==== TEXT PASSAGE
Larkin was able to double the number of staff members assigned to provide extra help to low-scoring students. She launched before- and after-school programs for low performers.
She hired teachers carefully, building an energetic young staff willing to work with the new superintendent and his countywide curriculum changes, which didn't sit well in some schools. She recalled "literally praying after every interview, hoping I'd hired the right person."
Larkin sensed that teachers and students were jittery about the all-important statewide exam, which, together with the broader federal mandates, had placed considerable stress on schools.
"If you get them all stressed out, they're not going to do well on tests," she said. "They're children."
Larkin sat down with every fourth- and fifth-grade student to go over their scores from the previous year. Then, as the spring testing date approached, Larkin trotted out "Ayap," another stuffed dog, this one named for the federal goal of adequate yearly progress.
"I would walk around with him, and Ayap would kiss people -- Ayap wants you to do just a little bit better than last year ," Larkin said, lapsing into stuffed-dog-speak.
Students who take the statewide exam are scored at one of three levels: advanced, signifying "outstanding accomplishment"; proficient, corresponding to "realistic and rigorous" achievement; or basic, indicating more work is needed. Students who score in the two higher levels are considered proficient, essentially the make-or-break standard under No Child Left Behind.
In 2003, eight of 25 black students in North Glen's third grade rated proficient in reading. The next year, 11 of 18 showed proficiency; and this year, 15 of 16.
Today, North Glen's teachers, most of them hired by Larkin, enjoy the sort of bond that comes from singing karaoke, kidnapping the principal's stuffed dog and plotting academic strategy together in a school with just 250 students.
The parents typify the changing face of this town, once strictly a Baltimore suburb, now a part of the Baltimore-Washington-Annapolis sprawl.
Glen Burnie is home to a mix of state government and utility workers, mid-level professionals and the self-employed, longtime residents and new arrivals, living in tiny ranch homes and townhouses and apartments in communities called Cromwell Fountain and Pleasantville.
Brian McElroy, working his BlackBerry at the family night, is a member of Glen Burnie's burgeoning black professional class. The corporate consultant moved his family from Howard County four years ago for "a two-car-garage townhome, convenient to the airport, convenient to all the major highways."
A revamped mall on Route 2, anchored by a new Target store, attests that Glen Burnie is changing. "It has to," McElroy said.
Daughter Ameena is in the second grade at North Glen. Son Amir is in kindergarten. McElroy is already thinking about college.
He and his wife chose North Glen after reviewing its scores. "The school's made a really big turnaround," he said.
========
TASKS TO PERFORM —
(a) From the passage about North Glen, list the levels at which students taking the statewide exam are scored.
(b) Please rewrite the paragraph of the passage about North Glen that begins "In 2003, eight of 25" as a short list by year.
==== RAW RECORDS
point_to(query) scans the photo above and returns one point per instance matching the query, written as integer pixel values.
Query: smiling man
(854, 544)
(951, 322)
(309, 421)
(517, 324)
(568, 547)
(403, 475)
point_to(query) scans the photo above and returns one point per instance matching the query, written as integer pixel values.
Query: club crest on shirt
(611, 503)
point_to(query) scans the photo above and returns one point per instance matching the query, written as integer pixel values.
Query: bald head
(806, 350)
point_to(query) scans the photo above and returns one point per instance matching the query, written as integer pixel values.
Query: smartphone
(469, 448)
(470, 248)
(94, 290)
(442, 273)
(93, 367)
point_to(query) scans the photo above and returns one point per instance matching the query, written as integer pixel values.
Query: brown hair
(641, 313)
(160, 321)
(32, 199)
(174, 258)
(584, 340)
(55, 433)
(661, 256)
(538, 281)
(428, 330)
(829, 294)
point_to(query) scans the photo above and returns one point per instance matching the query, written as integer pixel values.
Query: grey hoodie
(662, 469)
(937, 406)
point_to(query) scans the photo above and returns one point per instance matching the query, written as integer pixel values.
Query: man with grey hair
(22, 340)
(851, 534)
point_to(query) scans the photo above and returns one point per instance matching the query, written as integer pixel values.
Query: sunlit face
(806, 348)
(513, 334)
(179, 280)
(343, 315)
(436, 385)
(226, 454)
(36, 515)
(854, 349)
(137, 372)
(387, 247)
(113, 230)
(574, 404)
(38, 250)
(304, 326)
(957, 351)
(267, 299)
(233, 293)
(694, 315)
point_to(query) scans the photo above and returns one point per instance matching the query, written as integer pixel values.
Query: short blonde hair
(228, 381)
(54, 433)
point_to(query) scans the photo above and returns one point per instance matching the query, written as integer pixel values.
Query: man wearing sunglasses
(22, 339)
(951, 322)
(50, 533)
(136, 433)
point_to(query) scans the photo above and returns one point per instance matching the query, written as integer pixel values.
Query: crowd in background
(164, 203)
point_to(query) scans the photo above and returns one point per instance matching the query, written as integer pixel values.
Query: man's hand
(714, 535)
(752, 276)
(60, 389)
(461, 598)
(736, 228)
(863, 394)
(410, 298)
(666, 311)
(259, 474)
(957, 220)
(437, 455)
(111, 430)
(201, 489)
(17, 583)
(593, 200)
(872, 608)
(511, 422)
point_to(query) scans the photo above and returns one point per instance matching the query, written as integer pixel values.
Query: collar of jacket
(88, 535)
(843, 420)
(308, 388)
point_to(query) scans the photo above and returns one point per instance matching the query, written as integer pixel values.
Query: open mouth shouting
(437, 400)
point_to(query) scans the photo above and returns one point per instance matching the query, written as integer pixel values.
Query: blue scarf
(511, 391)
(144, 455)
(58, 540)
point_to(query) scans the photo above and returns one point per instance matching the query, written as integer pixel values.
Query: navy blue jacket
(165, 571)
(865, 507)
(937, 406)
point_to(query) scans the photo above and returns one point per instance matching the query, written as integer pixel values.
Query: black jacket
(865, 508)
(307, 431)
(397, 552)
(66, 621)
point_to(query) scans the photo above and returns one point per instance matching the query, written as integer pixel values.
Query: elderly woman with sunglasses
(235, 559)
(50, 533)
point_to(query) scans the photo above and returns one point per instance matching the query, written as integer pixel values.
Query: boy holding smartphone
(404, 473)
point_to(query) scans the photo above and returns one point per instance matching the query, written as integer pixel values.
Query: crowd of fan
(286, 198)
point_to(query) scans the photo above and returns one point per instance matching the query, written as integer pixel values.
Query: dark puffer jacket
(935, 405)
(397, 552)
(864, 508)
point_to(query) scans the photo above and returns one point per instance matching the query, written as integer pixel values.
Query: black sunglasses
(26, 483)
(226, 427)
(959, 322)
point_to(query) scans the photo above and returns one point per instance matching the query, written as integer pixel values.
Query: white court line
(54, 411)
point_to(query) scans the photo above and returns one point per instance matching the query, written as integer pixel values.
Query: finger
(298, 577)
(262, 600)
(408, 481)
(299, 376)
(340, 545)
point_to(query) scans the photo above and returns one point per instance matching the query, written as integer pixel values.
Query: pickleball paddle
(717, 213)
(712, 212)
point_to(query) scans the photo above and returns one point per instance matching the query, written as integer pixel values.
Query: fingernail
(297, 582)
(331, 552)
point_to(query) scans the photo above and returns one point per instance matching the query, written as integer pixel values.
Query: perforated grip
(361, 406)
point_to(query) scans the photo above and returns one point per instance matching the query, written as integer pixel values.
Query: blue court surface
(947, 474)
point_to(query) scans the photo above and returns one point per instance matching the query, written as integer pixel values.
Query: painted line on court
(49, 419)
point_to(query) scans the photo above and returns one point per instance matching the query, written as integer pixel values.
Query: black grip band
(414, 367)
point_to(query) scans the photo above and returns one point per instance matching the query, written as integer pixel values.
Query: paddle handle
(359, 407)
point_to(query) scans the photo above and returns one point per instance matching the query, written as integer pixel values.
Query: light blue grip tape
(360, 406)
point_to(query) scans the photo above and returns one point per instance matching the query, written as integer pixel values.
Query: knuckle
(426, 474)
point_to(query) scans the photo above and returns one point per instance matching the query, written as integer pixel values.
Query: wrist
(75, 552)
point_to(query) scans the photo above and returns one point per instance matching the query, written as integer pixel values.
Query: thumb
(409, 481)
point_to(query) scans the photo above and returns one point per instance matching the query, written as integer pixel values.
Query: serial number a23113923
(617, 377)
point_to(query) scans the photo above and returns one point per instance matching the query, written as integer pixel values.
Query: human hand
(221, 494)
========
==== RAW RECORDS
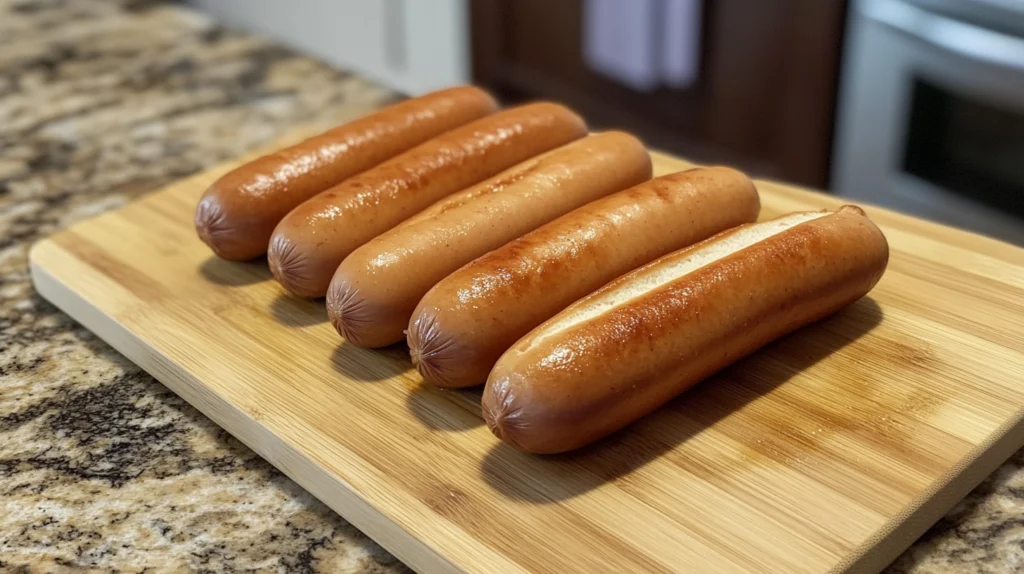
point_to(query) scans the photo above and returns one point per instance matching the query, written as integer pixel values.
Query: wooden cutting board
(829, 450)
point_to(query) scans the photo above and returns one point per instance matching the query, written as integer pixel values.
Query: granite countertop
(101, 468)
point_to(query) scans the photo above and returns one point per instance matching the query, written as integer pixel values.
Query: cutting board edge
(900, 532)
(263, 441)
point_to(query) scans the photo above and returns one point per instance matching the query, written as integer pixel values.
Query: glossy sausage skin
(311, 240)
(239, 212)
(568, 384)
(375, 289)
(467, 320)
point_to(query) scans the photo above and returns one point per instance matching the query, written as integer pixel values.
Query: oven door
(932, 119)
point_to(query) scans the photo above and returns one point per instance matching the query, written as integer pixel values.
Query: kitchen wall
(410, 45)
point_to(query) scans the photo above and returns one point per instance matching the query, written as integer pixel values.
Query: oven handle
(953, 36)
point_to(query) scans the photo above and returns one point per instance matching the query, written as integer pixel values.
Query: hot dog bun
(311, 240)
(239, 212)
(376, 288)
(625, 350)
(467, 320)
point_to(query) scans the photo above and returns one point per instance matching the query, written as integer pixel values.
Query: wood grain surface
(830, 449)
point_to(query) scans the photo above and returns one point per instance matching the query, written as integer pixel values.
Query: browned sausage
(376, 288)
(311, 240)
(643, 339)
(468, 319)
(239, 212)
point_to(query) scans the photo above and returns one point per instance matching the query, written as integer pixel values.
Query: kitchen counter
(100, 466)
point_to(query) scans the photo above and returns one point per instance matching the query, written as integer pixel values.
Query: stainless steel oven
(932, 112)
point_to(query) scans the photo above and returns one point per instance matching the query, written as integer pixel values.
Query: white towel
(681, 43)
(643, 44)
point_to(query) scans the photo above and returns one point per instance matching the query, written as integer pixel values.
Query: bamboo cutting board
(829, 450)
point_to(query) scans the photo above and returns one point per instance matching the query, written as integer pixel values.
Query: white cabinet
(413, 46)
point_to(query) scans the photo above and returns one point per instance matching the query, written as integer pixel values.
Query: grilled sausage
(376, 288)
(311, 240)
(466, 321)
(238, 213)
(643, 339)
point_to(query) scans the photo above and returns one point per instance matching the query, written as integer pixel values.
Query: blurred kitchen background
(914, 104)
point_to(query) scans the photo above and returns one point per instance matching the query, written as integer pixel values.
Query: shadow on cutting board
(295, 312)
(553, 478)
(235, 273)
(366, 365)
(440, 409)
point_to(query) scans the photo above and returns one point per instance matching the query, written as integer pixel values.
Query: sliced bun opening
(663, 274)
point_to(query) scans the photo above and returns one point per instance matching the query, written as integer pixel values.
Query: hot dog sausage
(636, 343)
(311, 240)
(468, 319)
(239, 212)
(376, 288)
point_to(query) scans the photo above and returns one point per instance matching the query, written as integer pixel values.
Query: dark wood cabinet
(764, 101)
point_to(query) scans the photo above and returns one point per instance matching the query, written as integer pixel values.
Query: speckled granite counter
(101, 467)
========
==== RAW RECORDS
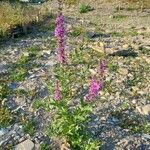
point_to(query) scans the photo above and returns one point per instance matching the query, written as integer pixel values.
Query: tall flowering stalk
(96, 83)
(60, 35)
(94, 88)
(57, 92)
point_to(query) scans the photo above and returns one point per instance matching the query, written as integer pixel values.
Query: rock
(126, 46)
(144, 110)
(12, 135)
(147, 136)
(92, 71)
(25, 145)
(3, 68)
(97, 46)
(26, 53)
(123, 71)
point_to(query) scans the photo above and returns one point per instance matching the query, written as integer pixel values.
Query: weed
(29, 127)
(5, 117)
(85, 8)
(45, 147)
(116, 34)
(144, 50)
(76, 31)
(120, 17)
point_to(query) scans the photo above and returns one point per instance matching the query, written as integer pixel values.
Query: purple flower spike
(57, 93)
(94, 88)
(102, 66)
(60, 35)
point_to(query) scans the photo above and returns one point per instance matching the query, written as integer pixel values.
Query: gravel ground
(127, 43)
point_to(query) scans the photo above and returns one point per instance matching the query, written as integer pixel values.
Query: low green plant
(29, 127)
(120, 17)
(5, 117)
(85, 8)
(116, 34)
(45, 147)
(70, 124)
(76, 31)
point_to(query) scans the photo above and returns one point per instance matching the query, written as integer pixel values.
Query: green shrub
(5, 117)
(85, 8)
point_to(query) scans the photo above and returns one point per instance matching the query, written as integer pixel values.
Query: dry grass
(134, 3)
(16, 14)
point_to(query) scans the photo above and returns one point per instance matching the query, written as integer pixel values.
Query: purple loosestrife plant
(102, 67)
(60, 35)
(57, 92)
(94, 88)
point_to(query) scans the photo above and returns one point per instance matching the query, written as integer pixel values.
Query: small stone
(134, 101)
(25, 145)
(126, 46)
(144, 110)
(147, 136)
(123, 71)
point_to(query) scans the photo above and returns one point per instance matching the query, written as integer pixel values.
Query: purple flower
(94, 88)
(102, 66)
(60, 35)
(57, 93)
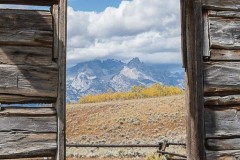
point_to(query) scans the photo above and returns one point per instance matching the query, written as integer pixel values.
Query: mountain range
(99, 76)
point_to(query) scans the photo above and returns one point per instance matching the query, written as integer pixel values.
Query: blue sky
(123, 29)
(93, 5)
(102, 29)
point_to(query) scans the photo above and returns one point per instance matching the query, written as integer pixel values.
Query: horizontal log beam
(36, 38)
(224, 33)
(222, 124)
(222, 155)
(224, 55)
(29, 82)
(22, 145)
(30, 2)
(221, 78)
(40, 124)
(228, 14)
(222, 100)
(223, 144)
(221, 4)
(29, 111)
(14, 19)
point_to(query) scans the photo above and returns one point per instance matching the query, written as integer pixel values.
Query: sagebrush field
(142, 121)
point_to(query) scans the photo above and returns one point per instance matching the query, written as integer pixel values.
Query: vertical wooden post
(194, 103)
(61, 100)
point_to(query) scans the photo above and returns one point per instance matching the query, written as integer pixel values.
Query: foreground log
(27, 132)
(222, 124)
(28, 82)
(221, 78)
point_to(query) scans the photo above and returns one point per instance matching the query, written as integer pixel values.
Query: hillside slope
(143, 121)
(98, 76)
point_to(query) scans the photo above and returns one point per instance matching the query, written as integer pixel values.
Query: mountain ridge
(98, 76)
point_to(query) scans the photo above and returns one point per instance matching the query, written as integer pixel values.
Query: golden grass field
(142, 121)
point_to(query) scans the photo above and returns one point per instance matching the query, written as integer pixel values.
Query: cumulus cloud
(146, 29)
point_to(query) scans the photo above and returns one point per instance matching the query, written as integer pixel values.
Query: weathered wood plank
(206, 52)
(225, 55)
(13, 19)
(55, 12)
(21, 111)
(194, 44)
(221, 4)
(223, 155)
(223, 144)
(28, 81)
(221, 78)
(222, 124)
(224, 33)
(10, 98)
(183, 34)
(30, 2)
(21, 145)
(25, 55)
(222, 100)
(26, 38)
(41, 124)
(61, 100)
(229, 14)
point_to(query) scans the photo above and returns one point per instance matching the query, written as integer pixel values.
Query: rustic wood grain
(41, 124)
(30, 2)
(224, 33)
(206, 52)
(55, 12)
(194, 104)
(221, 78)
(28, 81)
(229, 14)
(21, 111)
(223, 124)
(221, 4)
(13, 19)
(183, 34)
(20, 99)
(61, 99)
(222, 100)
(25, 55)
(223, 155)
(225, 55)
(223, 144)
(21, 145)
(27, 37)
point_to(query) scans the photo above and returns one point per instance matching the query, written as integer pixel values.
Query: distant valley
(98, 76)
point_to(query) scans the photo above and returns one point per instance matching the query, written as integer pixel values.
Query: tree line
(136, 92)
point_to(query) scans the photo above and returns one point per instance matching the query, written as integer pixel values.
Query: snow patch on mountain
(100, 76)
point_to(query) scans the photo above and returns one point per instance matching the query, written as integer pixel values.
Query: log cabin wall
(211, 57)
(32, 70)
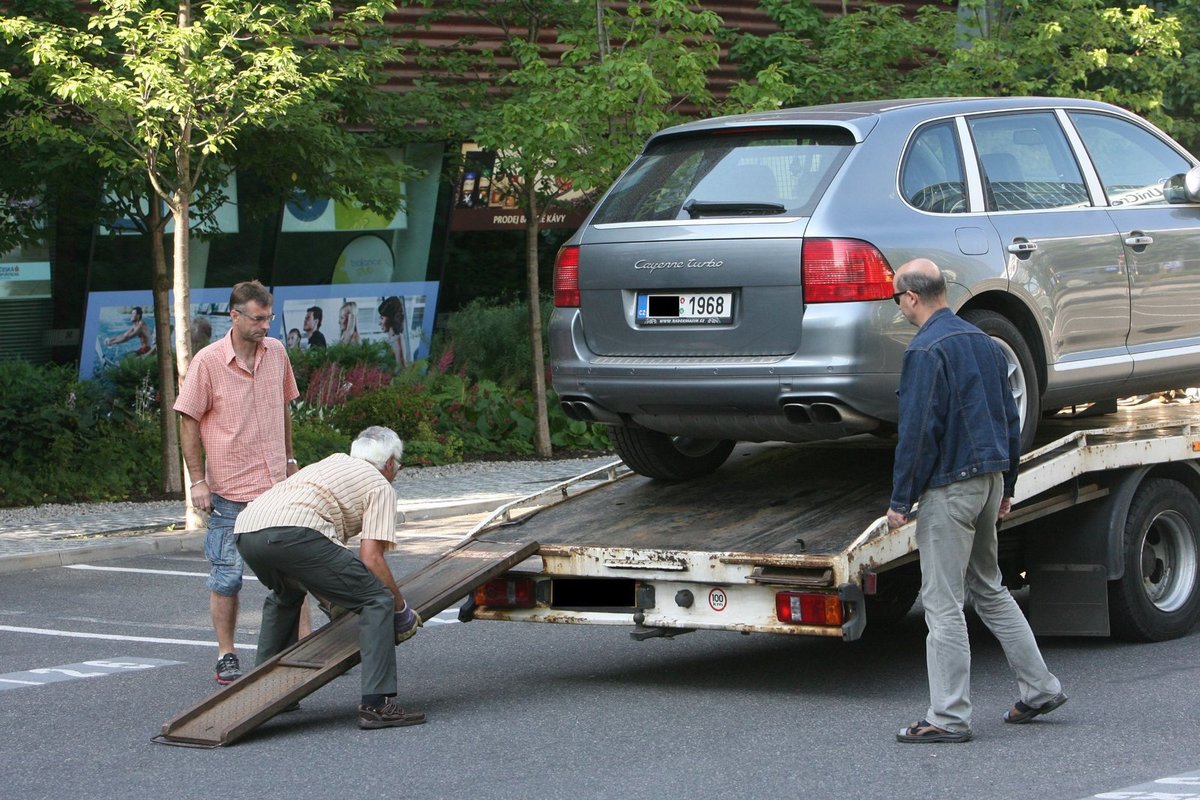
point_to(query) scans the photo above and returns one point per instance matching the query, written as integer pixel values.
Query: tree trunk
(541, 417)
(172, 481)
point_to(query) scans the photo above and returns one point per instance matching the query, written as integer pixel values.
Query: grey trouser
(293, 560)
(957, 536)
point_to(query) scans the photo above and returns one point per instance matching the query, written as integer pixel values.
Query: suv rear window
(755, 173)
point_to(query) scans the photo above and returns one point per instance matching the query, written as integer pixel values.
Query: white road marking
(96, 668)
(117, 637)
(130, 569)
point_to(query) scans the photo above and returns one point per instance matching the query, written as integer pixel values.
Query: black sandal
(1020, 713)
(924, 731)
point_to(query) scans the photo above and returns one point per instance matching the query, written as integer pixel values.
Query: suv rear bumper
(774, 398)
========
EXERCISE ANSWERS —
(a) Advanced, proficient, basic

(b)
Black third graders at North Glen rated proficient in reading:
- 2003: 8 of 25
- The next year: 11 of 18
- This year: 15 of 16